### TASK REQUIREMENTS
Count the lines of the listing below that contain the string "golden", and reply with that number only.

### SUPPLIED RECORDS
----
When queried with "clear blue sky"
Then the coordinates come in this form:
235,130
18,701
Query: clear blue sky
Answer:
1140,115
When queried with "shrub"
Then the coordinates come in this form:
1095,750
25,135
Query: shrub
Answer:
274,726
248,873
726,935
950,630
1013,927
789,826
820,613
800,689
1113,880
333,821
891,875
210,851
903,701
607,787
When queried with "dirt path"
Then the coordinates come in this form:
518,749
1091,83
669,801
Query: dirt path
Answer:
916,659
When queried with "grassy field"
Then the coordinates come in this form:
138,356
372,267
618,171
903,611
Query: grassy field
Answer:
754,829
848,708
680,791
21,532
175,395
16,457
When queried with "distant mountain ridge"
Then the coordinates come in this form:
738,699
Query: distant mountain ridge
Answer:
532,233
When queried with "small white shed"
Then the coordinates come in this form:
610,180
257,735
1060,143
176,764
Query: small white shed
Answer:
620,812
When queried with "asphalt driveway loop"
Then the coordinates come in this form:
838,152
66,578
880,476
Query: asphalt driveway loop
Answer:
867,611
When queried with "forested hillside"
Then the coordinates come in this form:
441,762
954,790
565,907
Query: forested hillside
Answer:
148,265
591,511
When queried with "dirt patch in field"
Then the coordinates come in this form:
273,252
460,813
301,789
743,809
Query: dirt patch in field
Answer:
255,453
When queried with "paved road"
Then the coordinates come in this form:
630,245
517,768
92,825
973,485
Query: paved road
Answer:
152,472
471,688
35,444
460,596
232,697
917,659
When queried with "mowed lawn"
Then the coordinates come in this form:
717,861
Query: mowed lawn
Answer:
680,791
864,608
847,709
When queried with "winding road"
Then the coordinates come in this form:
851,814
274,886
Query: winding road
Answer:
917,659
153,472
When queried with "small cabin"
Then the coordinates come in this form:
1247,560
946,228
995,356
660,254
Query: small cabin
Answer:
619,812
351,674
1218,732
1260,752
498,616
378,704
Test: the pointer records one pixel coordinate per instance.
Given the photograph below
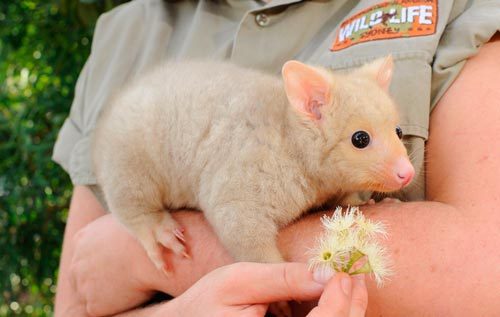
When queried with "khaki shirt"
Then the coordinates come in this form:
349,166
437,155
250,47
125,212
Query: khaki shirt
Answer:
429,40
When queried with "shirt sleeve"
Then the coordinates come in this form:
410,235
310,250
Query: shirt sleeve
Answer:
462,38
114,49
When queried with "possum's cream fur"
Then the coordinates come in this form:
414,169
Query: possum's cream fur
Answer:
227,141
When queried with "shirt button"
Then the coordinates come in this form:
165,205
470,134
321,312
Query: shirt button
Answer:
262,19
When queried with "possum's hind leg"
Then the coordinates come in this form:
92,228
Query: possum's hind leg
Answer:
139,207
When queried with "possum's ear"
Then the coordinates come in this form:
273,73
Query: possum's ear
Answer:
381,69
307,88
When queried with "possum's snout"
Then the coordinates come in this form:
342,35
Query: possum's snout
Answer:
403,171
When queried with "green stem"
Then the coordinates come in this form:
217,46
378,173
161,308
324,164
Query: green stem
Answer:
355,256
366,268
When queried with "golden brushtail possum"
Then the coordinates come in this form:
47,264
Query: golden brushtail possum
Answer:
251,150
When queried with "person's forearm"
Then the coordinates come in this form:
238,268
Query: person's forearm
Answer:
158,310
442,259
82,212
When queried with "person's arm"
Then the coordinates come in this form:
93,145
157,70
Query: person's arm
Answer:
84,208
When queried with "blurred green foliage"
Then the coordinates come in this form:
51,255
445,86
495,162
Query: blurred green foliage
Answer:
43,45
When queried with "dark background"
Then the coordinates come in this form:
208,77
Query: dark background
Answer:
43,46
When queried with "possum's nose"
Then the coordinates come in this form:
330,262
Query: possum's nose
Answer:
404,171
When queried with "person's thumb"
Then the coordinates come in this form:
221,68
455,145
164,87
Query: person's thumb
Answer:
252,283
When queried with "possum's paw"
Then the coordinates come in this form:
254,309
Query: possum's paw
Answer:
280,309
165,234
385,200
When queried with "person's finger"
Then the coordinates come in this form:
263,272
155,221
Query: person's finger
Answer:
248,283
359,298
336,298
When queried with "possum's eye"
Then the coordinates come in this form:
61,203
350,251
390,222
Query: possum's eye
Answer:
399,132
360,139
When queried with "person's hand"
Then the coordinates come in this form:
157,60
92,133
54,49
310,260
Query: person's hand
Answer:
343,296
246,289
105,268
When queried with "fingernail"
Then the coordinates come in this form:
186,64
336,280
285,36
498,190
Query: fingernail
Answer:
323,274
360,277
345,283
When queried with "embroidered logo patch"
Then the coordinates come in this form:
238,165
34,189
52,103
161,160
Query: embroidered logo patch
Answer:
388,20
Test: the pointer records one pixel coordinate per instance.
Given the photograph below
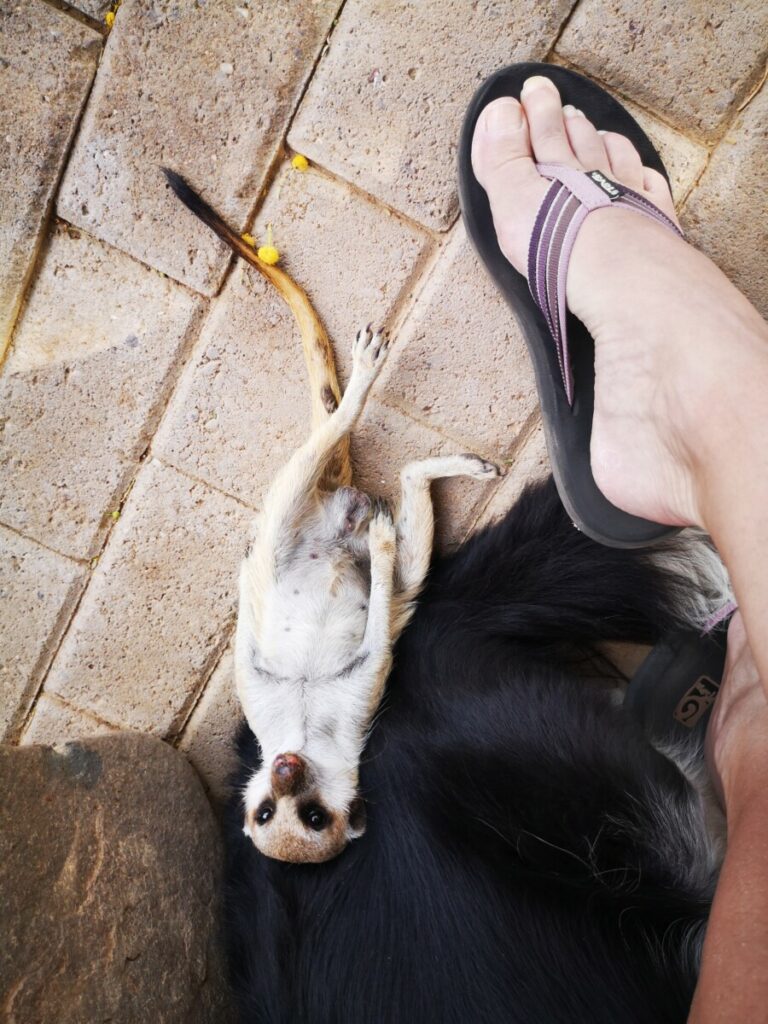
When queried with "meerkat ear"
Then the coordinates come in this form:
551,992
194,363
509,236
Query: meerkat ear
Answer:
356,818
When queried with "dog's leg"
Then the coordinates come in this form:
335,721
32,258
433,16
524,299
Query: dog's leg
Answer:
416,516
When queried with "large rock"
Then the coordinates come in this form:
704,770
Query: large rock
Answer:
110,873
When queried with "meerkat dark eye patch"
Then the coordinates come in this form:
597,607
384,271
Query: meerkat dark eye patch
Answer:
264,812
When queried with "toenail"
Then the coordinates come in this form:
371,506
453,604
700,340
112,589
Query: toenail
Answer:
537,82
502,115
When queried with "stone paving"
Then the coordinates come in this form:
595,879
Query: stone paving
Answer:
152,385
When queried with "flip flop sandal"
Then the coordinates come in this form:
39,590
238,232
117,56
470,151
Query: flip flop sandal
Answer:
560,347
674,690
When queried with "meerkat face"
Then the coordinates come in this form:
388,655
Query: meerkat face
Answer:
289,818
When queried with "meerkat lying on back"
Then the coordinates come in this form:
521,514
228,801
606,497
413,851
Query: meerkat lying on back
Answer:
328,584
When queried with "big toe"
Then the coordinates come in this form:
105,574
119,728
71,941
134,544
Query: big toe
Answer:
503,163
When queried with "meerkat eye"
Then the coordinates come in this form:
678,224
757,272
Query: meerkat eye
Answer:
263,813
315,817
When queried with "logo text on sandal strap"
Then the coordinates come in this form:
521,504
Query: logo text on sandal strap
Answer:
695,701
609,187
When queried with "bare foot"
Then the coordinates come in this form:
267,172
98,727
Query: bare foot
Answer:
670,329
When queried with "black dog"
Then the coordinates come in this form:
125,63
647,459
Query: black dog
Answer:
529,855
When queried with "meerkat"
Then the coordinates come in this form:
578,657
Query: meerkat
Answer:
328,584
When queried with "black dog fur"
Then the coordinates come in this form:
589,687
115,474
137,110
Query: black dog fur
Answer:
529,856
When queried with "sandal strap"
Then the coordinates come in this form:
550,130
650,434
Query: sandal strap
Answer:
572,196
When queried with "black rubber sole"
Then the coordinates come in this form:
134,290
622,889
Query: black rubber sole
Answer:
567,429
674,690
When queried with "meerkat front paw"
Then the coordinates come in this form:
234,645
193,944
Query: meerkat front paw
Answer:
480,469
370,349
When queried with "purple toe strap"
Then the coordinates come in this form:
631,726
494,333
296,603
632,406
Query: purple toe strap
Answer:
572,196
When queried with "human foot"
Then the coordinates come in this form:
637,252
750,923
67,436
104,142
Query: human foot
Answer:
658,365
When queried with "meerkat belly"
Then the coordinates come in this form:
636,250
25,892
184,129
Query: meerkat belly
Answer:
314,619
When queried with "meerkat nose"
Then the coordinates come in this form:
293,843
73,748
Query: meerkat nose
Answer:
287,765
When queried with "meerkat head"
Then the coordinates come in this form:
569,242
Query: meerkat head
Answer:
290,815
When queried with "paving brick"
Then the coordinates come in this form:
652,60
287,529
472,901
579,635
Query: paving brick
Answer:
725,215
38,591
460,364
83,386
385,107
690,62
47,61
205,89
528,464
243,406
93,8
385,440
159,602
54,722
683,159
209,737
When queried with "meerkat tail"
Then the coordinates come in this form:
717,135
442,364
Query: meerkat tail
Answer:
318,353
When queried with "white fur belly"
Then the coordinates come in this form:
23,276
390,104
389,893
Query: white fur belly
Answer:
313,621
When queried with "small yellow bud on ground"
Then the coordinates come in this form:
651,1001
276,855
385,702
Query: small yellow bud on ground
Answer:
268,254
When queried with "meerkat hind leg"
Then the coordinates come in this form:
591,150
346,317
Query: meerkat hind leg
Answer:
415,520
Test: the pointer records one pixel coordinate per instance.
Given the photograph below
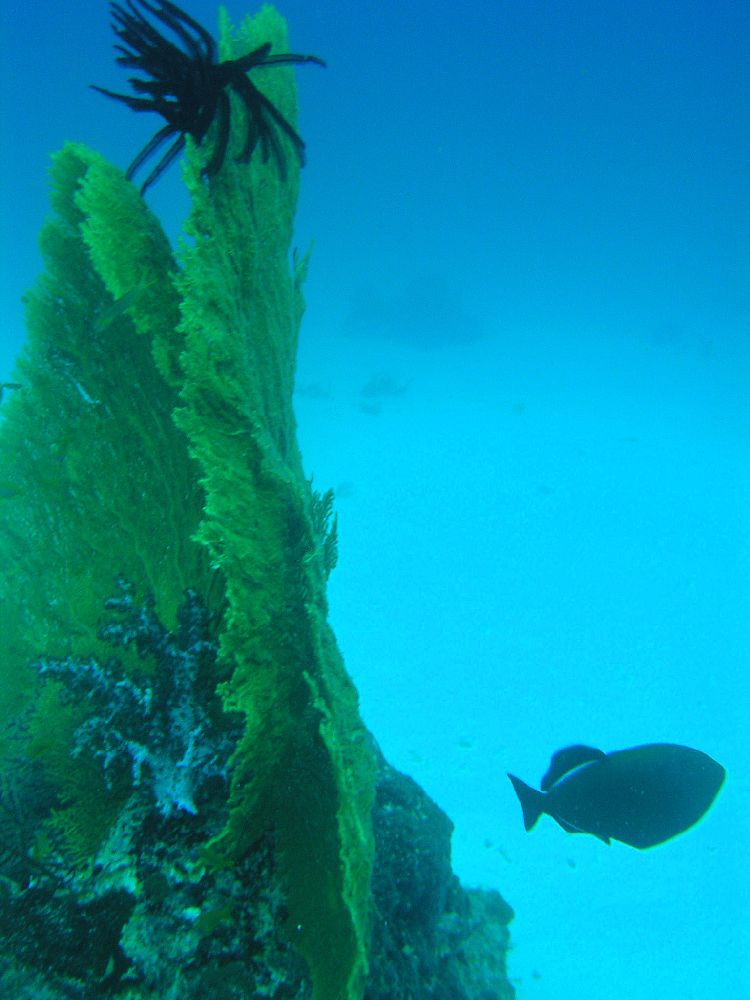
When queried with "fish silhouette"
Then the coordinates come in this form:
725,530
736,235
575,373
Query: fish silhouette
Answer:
642,796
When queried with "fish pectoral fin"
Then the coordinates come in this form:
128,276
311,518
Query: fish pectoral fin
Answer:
568,827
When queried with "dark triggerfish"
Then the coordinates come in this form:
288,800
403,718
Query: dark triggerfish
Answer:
642,796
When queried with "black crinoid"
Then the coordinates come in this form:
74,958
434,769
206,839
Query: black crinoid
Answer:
189,88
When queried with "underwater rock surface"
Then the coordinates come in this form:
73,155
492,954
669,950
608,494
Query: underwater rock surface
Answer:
152,922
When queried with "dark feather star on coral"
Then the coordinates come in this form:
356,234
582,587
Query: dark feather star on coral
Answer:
189,88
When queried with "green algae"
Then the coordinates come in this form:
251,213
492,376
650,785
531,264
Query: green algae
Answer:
154,437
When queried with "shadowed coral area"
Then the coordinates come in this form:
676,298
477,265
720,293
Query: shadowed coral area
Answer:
153,441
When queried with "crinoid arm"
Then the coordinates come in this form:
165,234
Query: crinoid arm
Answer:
183,83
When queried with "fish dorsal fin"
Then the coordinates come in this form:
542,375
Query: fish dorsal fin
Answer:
567,760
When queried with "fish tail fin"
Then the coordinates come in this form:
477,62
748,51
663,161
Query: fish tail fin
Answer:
532,801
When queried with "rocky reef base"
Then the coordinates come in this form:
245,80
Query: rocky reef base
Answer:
157,924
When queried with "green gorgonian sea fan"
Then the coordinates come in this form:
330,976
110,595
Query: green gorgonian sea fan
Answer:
154,438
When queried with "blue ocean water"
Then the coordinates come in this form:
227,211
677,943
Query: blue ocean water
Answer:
524,367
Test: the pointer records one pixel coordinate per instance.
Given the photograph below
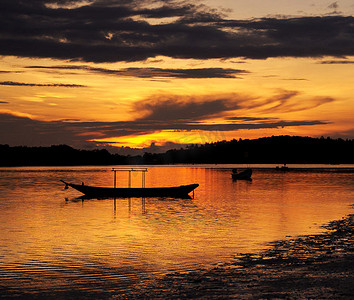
----
### OUTPUT FOR THIS EXERCISE
2